[Saved entries]
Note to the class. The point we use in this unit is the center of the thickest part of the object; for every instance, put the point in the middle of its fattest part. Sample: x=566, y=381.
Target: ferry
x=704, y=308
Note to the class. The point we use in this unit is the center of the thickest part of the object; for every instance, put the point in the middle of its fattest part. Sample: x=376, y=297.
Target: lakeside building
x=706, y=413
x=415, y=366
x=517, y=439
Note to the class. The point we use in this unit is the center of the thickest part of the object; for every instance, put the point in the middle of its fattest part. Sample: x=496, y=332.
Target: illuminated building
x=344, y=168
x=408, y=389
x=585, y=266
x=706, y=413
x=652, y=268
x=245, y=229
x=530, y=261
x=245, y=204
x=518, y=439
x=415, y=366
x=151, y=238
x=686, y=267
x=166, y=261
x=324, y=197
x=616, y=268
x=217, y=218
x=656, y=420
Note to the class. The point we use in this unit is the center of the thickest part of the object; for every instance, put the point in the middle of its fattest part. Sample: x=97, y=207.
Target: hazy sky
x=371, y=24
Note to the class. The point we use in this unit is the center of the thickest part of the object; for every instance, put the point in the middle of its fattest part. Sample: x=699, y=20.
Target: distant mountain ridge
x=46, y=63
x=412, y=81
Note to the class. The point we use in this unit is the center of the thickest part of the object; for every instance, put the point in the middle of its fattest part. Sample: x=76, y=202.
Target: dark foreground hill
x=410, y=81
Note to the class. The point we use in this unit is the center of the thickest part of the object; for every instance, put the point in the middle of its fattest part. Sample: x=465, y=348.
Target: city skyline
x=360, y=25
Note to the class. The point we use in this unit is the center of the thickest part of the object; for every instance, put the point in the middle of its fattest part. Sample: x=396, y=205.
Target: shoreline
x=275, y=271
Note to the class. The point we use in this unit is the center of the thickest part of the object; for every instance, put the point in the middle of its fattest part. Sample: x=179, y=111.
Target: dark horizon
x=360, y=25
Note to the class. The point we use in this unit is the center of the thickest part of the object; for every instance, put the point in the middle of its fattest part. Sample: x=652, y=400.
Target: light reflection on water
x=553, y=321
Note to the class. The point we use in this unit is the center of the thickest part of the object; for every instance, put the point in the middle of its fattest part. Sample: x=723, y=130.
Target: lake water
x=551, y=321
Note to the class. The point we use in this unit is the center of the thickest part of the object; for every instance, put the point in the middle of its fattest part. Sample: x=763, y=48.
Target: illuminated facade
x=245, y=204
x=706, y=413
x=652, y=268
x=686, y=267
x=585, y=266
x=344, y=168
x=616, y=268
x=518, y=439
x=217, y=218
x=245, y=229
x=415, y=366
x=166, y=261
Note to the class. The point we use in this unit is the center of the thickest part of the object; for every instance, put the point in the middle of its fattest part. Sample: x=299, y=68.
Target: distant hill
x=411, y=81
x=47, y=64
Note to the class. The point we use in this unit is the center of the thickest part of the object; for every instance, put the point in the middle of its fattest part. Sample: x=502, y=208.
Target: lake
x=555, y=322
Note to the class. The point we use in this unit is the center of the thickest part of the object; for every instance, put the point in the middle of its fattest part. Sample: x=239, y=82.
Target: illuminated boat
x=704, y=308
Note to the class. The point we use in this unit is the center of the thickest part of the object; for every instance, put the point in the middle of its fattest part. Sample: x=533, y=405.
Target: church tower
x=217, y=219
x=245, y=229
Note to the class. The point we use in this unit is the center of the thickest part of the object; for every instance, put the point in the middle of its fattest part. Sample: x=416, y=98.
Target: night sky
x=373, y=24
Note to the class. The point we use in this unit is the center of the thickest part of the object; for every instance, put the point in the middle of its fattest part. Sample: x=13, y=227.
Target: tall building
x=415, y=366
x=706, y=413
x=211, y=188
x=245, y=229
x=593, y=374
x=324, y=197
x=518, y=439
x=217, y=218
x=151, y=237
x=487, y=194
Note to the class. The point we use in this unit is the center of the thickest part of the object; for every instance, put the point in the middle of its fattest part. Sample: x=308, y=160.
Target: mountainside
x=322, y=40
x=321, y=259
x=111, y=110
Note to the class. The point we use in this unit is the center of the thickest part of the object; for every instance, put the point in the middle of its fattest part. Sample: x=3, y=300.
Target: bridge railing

:: Exercise task ::
Reproduce all of the saved entries above, line for line and without any changes.

:: Solution to the problem ::
Note to the class. The point we use in this unit is the center of the thickest part of the object; for every instance, put the point in the middle of its fattest part. Sample: x=566, y=381.
Target: ferry
x=704, y=308
Note to the class. The point we use in this unit is the center of the thickest part of the object; for every instance, put the point in the middle of its fattest part. Sample: x=376, y=297.
Target: lakeside building
x=706, y=413
x=415, y=366
x=517, y=439
Note to the class. The point we use in this unit is the center of the thickest part of the object; for every instance, put the point in the middle of its fattest part. Sample: x=496, y=332.
Target: illuminated building
x=344, y=168
x=408, y=389
x=585, y=266
x=706, y=413
x=652, y=268
x=245, y=229
x=530, y=261
x=245, y=204
x=518, y=439
x=415, y=366
x=151, y=238
x=686, y=267
x=166, y=261
x=324, y=197
x=616, y=268
x=217, y=218
x=656, y=420
Note to the class. The point we use in this unit is the center of the thickest part of the object; for every instance, put the point in the middle of its fattest part. Sample: x=97, y=207.
Target: hazy sky
x=371, y=24
Note to the class. The point we use in this unit is the center of the thickest part of the object; for every instance, put the point in the middle of its fattest part. Sample: x=699, y=20.
Target: distant mountain ridge
x=46, y=63
x=412, y=81
Note to the class. The point we use in this unit is the center of the thickest part of the object; for every instance, put the point in the middle of its fattest part. Sample: x=76, y=202.
Target: dark foreground hill
x=410, y=81
Note to the class. The point we use in this unit is the center of the thickest part of the object; for every instance, put the point in the middle of its fattest part. Sample: x=465, y=348.
Target: city skyline
x=360, y=25
Note to the class. The point we use in this unit is the center of the thickest part of the object; for every instance, put the point in the middle of its fattest part. Sample: x=396, y=205.
Target: shoreline
x=275, y=271
Note to the class. The point we use in this unit is the center of the thickest part of the object; for every instance, put the point in the middle of its fattest part. Sample: x=179, y=111.
Target: dark horizon
x=360, y=25
Note to the class. The point we use in this unit is the center of the thickest part of the object; for every instance, put the point in the middle of its fattest part. Sample: x=652, y=400.
Target: light reflection on water
x=553, y=321
Note to the class. The point we use in this unit is the center of the thickest part of the object; for every instance, put the point in the middle of its fattest part. Sample: x=723, y=130.
Target: lake water
x=551, y=321
Note to the class. The point we use in this unit is the center of the thickest part of the object; for every instance, put the point in the middle of its fattest part. Sample: x=763, y=48.
Target: illuminated facade
x=245, y=204
x=706, y=413
x=652, y=268
x=686, y=267
x=585, y=266
x=344, y=168
x=616, y=268
x=518, y=439
x=217, y=218
x=245, y=229
x=415, y=366
x=166, y=261
Note to the class. The point we use in this unit is the center of the thickest part of the object; for every instance, put the point in the middle of its fattest part. Sample: x=299, y=68.
Target: distant hill
x=411, y=81
x=47, y=64
Note to the class. The point we use in this unit is the center of the thickest part of the object; for every instance, put the point in the middle of its fattest part. Sample: x=502, y=208.
Target: lake
x=555, y=322
Note to the class. The point we use in this unit is the center of the thickest part of the object; for every instance, put the point in the middle of its fattest part. Sample: x=239, y=82.
Target: illuminated boat
x=704, y=308
Note to the class. The point we use in this unit is the center of the thickest part of the object; for every instance, put the point in the middle of its fattest part. Sample: x=533, y=405.
Target: church tower
x=217, y=219
x=245, y=229
Note to the class. The point we use in this unit is the center of the thickest part of the object; for every instance, put the point in the middle of its fattest part. Sample: x=416, y=98.
Target: night sky
x=373, y=24
Note to the class. The point we use in this unit is the center of the thickest part of the object; for every instance, put the point in the middle of its fattest part. Sample: x=13, y=227.
Target: tall building
x=415, y=366
x=706, y=413
x=211, y=188
x=245, y=229
x=593, y=374
x=324, y=197
x=518, y=439
x=217, y=218
x=151, y=237
x=487, y=194
Note to the class. The point we use in this unit is the center of the thickest part of the object; for every instance, put the point in the middle of its fattest part. Sample: x=308, y=160.
Target: mountainside
x=322, y=40
x=321, y=259
x=111, y=110
Note to the class. The point we use in this unit is the center of the thickest part of the object; for every instance, put the point in the middle of its fattest part. Sample: x=3, y=300.
Target: bridge railing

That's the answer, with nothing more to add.